## DIRECTIONS:
Count the lines in the records below that contain the string "reddish", treating case as significant. Give only the number.

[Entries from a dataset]
* start *
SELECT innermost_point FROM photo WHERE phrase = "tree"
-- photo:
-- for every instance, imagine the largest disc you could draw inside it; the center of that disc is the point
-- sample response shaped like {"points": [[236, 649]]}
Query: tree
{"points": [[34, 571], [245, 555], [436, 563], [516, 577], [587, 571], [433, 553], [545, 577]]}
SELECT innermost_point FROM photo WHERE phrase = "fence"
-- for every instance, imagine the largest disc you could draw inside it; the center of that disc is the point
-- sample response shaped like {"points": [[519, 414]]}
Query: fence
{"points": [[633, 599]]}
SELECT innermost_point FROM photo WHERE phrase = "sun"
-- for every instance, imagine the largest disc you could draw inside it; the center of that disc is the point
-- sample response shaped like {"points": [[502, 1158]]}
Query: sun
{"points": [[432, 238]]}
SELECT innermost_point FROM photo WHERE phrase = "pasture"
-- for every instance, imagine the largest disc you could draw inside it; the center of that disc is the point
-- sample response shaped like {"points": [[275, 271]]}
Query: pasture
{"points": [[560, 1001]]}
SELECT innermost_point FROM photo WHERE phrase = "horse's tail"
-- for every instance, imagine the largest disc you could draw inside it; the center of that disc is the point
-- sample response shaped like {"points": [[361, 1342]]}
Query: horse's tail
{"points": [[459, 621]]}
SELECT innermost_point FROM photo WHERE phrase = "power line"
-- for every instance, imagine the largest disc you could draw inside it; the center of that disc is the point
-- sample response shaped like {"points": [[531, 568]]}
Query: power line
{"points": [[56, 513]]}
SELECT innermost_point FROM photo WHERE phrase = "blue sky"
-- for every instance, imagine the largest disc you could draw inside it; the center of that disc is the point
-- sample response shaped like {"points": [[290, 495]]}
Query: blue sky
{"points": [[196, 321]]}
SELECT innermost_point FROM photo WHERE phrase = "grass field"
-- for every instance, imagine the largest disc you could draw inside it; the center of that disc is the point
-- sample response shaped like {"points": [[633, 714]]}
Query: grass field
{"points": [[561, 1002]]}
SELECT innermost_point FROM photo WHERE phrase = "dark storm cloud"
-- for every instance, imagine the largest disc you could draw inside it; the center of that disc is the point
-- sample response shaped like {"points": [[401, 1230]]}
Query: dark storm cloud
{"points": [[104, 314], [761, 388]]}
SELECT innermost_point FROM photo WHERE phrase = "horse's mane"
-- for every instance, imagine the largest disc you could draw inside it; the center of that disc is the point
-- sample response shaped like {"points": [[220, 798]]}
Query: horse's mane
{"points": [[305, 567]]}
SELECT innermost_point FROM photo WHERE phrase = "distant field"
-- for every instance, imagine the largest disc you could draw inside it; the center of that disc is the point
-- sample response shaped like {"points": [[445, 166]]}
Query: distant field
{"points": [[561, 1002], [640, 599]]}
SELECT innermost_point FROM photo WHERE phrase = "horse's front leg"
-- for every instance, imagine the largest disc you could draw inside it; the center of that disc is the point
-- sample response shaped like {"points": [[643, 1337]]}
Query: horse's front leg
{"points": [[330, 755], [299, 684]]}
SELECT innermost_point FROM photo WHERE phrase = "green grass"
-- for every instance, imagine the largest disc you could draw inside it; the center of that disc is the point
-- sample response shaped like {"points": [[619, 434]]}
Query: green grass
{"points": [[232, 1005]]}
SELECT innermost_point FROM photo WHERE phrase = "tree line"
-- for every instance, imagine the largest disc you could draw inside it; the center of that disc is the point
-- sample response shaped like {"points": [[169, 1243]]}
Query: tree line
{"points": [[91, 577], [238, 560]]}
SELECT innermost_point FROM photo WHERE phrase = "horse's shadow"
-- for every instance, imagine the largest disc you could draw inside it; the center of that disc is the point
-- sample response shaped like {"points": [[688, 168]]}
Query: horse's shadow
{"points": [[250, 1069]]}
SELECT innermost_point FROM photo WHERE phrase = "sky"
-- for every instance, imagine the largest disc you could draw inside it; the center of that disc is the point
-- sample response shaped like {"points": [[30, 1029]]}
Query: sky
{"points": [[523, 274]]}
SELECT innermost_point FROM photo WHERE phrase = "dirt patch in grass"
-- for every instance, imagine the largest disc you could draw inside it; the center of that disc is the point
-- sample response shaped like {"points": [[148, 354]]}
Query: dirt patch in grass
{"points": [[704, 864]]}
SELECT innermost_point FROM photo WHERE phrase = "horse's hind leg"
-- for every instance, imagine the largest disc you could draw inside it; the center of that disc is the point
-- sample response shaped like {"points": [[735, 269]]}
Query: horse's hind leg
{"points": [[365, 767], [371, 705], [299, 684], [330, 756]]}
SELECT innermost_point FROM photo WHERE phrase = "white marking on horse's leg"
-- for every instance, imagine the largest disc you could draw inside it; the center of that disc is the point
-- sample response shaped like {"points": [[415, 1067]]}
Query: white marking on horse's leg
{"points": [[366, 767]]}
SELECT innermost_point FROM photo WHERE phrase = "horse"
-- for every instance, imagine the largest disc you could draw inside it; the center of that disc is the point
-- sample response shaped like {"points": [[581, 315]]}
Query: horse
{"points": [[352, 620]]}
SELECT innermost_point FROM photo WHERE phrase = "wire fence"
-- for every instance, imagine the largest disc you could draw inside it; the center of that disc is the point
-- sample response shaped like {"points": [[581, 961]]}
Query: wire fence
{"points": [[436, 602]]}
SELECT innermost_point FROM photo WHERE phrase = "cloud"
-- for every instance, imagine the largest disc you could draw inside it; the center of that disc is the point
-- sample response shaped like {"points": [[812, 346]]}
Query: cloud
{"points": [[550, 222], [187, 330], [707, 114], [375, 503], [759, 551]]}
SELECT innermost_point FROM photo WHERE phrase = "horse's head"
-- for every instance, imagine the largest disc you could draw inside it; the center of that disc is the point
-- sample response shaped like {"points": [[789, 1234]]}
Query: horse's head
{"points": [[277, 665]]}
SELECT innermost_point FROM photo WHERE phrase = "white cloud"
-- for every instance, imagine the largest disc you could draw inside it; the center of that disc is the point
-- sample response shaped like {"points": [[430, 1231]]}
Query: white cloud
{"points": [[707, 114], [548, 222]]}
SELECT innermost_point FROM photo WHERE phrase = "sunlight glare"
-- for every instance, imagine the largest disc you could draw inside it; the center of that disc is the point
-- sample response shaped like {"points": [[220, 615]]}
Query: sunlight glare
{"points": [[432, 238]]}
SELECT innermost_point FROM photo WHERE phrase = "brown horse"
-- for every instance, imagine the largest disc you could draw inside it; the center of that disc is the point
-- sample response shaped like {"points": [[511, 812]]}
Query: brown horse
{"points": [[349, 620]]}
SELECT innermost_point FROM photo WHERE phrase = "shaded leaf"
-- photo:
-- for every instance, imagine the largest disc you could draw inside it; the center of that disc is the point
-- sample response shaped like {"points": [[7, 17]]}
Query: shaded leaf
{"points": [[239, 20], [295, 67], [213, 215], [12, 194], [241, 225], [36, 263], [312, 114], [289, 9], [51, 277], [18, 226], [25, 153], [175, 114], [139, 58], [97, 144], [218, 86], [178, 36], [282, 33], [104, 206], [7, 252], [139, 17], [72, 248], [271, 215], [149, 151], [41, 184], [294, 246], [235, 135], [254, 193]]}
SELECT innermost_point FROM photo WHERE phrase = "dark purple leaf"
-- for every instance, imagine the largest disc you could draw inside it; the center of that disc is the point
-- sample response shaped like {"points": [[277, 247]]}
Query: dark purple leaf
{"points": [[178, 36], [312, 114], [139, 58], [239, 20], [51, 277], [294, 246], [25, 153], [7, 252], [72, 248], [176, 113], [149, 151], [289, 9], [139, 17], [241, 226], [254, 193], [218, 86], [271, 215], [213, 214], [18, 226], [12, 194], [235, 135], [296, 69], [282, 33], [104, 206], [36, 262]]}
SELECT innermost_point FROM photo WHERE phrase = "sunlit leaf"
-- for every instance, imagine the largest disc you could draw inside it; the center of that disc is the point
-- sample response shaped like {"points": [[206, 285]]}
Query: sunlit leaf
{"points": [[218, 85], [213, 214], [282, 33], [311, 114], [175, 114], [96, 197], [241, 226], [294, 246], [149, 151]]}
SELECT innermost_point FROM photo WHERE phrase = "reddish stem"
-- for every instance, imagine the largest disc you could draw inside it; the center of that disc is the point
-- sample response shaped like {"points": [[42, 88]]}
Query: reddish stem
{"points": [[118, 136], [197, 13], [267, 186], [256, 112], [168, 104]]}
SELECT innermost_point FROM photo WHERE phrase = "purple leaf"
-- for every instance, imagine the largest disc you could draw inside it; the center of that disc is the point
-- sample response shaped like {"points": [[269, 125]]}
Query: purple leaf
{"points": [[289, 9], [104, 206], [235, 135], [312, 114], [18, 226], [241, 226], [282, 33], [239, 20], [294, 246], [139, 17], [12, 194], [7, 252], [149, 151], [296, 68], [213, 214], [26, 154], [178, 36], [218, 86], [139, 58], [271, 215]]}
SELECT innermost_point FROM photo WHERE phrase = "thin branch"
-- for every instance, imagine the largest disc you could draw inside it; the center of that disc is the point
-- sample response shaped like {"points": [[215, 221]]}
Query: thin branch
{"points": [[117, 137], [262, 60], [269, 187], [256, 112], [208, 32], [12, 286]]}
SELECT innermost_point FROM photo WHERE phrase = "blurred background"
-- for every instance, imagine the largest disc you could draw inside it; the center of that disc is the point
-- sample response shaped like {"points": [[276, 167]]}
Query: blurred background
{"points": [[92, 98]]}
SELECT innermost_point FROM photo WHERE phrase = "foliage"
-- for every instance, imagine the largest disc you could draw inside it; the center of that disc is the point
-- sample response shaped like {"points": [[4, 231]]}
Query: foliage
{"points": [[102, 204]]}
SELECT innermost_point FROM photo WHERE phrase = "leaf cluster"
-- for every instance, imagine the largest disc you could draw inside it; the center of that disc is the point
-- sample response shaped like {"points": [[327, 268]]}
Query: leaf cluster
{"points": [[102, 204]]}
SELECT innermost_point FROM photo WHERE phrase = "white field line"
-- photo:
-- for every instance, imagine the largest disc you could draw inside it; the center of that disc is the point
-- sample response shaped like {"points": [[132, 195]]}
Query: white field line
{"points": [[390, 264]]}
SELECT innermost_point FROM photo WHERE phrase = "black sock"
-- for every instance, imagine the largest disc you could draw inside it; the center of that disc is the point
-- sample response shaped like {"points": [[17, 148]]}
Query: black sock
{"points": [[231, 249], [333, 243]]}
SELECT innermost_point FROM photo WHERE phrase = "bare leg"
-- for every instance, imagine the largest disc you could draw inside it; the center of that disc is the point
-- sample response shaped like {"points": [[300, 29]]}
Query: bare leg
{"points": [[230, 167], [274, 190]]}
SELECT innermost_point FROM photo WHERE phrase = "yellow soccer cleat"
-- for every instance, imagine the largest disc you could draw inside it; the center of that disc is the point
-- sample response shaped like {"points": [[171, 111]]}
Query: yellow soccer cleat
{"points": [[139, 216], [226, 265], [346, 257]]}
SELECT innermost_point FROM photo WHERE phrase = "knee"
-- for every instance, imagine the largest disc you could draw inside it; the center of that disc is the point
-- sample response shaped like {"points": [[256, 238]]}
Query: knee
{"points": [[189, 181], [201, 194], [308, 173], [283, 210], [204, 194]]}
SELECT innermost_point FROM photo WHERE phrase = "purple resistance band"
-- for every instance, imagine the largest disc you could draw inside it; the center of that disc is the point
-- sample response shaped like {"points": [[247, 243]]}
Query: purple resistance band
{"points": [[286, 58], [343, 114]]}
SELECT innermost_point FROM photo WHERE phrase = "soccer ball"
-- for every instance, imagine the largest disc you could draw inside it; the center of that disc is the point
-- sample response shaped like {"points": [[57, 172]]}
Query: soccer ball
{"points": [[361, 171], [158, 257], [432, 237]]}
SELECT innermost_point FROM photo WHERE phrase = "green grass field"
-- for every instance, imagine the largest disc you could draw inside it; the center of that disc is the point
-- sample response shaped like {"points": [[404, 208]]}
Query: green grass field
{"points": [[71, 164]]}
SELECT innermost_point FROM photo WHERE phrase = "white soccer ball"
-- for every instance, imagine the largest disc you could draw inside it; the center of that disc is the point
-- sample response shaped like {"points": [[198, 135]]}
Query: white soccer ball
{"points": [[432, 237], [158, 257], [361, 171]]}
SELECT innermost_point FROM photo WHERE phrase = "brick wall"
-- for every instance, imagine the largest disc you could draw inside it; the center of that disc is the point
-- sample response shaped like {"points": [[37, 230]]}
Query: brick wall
* end *
## TASK RESULT:
2